• **Exercises to complete**
- 1) In the text on the 2021–22 Adran Premier season, which organization runs the competition?
- 2) List every field heading in the summary list at the top of the text on the 2021–22 Adran Premier season.

Adran Premier
- Season: 2021–22
- Dates: 5 September 2021 – 17 April 2022
- Champions: Swansea City
- Relegated: Port Talbot Town
- Top goalscorer: Stacey John-Davis (14 goals)

= 2021–22 Adran Premier =

Welsh women's 1st tier association football season

The 2021–22 Adran Premier season (also known as genero Adran Premier for sponsorship reasons), was the first edition of the Adran Premier, the highest level of league competition for women's football in Wales, and the thirteenth season of top-flight women's football in Wales overall. It is the women's equivalent of the men's Cymru Premier, and it is organized by the Football Association of Wales. The competition began on 5 September 2021 and ended on 17 April 2022.

(Dataset rows on where objects appear)
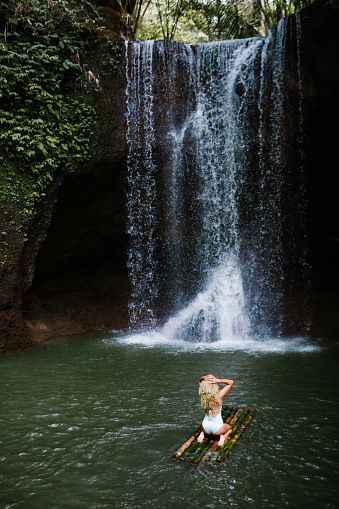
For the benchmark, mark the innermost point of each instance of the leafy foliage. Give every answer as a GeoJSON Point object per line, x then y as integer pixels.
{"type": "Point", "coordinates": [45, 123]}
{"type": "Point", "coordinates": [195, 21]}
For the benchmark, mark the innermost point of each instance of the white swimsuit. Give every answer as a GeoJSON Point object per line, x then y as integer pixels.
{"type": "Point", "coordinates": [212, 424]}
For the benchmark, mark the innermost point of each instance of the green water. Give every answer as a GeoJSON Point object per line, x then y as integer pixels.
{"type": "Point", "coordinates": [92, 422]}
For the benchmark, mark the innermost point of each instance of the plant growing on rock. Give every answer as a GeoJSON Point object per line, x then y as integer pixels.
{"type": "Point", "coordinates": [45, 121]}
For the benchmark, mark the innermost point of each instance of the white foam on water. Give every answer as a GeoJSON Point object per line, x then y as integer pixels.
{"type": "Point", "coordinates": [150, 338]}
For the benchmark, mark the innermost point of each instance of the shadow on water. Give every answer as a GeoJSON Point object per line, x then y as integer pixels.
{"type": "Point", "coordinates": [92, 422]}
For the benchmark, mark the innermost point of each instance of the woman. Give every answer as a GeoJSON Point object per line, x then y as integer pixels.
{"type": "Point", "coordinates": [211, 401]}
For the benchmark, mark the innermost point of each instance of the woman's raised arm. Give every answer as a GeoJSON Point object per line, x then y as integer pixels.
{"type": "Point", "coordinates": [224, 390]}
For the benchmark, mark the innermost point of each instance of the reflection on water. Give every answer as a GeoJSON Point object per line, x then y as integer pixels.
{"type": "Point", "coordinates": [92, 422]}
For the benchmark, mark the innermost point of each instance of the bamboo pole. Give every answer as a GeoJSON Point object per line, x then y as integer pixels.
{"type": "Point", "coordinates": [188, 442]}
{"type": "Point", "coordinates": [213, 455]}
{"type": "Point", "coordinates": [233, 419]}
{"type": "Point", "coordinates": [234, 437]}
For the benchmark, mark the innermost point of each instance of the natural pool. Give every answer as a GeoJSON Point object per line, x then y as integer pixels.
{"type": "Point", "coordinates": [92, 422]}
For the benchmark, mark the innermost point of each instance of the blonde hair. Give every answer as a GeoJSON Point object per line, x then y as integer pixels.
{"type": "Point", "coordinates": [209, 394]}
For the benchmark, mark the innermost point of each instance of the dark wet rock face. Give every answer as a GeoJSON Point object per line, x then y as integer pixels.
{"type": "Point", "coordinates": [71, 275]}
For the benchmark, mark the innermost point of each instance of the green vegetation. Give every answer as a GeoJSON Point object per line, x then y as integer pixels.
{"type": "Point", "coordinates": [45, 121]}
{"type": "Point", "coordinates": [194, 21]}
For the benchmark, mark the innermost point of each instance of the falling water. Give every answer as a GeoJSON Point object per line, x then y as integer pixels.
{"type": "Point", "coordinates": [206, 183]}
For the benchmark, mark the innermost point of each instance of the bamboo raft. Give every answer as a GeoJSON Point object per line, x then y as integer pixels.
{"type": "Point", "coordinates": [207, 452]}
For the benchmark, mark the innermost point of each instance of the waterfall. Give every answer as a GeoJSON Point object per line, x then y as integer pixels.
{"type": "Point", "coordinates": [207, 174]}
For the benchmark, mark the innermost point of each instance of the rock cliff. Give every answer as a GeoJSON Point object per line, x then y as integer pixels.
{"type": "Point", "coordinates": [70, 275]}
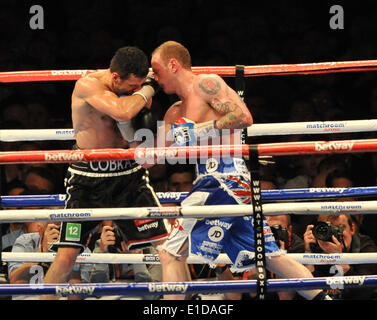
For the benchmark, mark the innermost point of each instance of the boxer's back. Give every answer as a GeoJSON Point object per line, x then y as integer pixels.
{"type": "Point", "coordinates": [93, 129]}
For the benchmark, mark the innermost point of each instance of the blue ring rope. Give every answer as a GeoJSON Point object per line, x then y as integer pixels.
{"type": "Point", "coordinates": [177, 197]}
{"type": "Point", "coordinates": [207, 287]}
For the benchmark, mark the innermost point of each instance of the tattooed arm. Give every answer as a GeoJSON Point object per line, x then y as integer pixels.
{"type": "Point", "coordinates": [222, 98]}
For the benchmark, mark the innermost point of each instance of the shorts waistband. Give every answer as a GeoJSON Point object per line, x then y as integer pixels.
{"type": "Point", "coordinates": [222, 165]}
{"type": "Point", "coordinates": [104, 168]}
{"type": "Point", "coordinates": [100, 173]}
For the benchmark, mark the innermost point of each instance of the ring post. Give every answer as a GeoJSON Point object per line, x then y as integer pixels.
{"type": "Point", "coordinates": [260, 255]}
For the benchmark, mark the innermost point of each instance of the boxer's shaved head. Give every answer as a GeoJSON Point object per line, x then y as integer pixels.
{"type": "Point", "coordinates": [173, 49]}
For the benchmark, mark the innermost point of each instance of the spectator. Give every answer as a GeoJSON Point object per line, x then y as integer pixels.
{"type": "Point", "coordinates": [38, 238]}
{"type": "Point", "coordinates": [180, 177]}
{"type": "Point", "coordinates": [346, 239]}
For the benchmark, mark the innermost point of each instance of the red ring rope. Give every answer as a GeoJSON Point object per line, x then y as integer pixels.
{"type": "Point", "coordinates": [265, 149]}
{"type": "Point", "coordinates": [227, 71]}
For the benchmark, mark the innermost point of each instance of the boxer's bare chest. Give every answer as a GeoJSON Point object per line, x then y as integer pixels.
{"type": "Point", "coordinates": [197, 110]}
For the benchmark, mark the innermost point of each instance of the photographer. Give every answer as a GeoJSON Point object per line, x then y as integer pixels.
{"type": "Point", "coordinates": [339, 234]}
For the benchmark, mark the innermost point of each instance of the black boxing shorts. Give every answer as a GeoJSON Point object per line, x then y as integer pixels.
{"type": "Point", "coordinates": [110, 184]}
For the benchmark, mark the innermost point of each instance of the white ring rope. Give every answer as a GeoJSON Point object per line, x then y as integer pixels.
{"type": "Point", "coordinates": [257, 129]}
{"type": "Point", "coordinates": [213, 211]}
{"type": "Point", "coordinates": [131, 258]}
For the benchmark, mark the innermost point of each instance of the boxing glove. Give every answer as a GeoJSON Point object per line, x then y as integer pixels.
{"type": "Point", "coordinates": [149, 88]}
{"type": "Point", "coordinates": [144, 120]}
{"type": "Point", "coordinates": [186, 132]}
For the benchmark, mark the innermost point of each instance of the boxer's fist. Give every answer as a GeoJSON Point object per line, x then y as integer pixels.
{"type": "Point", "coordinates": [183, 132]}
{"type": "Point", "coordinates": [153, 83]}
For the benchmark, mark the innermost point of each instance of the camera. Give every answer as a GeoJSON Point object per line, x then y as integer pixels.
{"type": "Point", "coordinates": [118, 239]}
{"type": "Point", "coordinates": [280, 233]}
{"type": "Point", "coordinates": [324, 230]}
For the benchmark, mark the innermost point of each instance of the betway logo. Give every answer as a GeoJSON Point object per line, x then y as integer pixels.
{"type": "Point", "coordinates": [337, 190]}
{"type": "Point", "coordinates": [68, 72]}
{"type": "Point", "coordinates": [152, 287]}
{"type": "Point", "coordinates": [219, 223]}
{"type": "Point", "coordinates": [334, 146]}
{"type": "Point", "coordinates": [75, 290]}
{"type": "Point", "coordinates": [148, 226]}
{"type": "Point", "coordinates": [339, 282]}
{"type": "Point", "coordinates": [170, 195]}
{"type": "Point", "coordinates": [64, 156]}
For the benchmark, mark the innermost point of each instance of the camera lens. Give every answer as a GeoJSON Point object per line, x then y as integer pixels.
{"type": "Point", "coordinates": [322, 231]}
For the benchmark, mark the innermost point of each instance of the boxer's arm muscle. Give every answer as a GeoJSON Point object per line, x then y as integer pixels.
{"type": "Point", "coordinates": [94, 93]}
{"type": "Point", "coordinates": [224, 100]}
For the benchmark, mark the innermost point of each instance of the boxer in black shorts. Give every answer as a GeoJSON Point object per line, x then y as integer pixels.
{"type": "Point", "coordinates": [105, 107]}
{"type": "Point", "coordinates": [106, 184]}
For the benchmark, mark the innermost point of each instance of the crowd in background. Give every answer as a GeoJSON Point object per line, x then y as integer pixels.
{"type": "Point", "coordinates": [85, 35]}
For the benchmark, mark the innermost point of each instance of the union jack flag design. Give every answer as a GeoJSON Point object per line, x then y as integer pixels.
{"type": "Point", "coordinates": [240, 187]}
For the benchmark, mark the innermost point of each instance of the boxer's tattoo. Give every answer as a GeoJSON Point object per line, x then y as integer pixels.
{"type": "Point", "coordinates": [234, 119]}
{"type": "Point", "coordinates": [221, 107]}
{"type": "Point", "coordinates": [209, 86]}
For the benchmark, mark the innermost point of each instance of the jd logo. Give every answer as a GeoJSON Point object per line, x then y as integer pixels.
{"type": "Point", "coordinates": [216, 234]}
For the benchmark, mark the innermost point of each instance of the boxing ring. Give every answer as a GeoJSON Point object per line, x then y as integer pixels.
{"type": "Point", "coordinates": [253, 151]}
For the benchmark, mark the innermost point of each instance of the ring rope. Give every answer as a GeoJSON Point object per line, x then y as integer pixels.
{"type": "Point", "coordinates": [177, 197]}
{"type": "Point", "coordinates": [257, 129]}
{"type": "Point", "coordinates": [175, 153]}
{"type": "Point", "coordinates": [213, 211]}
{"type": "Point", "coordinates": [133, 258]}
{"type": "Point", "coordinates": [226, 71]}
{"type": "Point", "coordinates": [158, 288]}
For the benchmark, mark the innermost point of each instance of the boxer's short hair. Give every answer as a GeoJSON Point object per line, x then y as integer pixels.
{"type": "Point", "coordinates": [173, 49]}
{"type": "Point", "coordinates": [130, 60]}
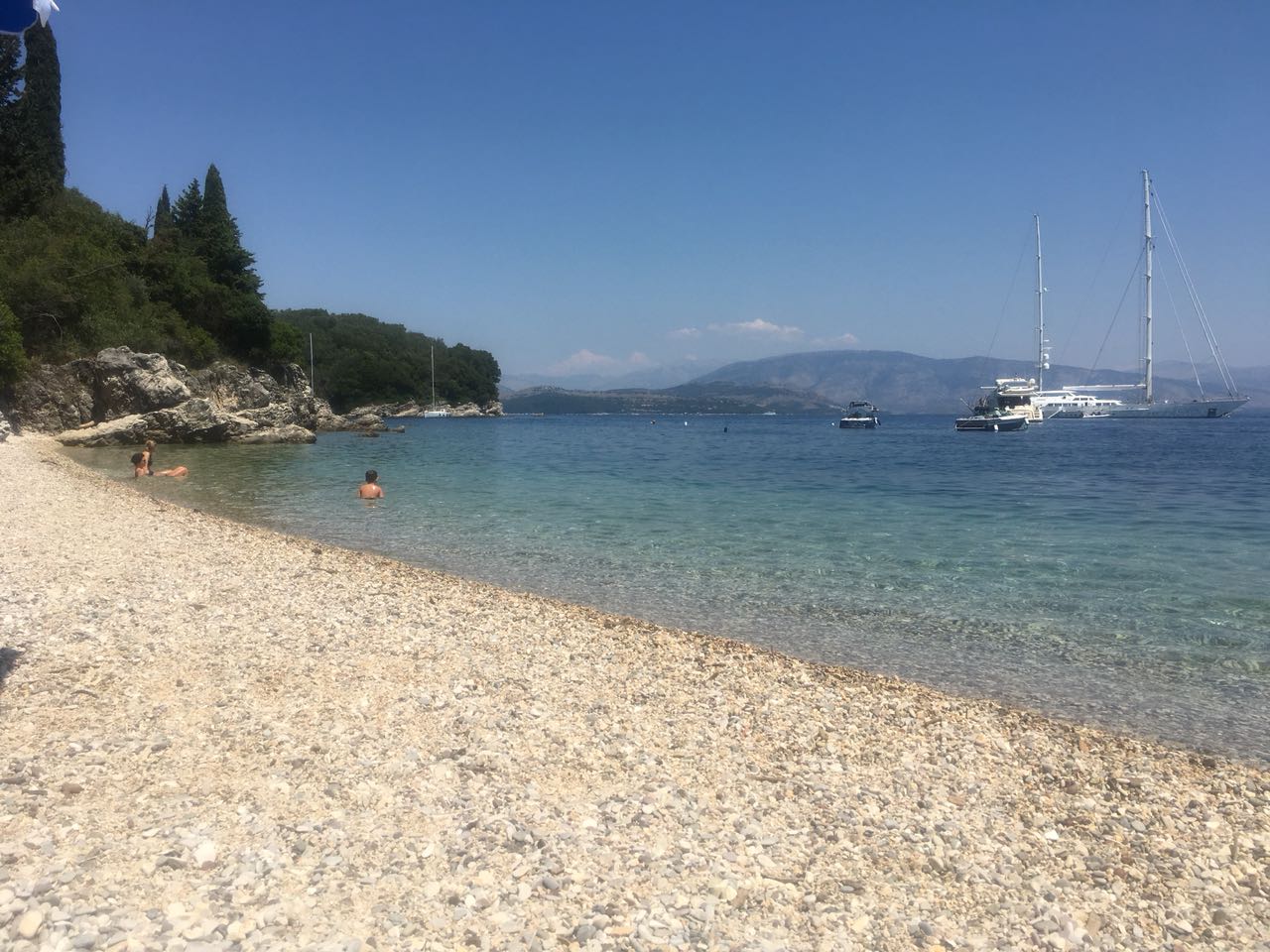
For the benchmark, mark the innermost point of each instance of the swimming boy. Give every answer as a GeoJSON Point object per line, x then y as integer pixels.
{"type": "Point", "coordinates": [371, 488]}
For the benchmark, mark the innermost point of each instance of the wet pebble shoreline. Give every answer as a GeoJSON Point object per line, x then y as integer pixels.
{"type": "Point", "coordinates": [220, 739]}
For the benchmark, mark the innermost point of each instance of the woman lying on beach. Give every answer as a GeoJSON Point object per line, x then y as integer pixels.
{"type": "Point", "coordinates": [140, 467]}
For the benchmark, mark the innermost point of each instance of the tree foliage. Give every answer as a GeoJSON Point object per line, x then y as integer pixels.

• **Outputs for the tasks**
- 1) The Football Association of Wales

- 2) Season, Dates, Champions, Relegated, Top goalscorer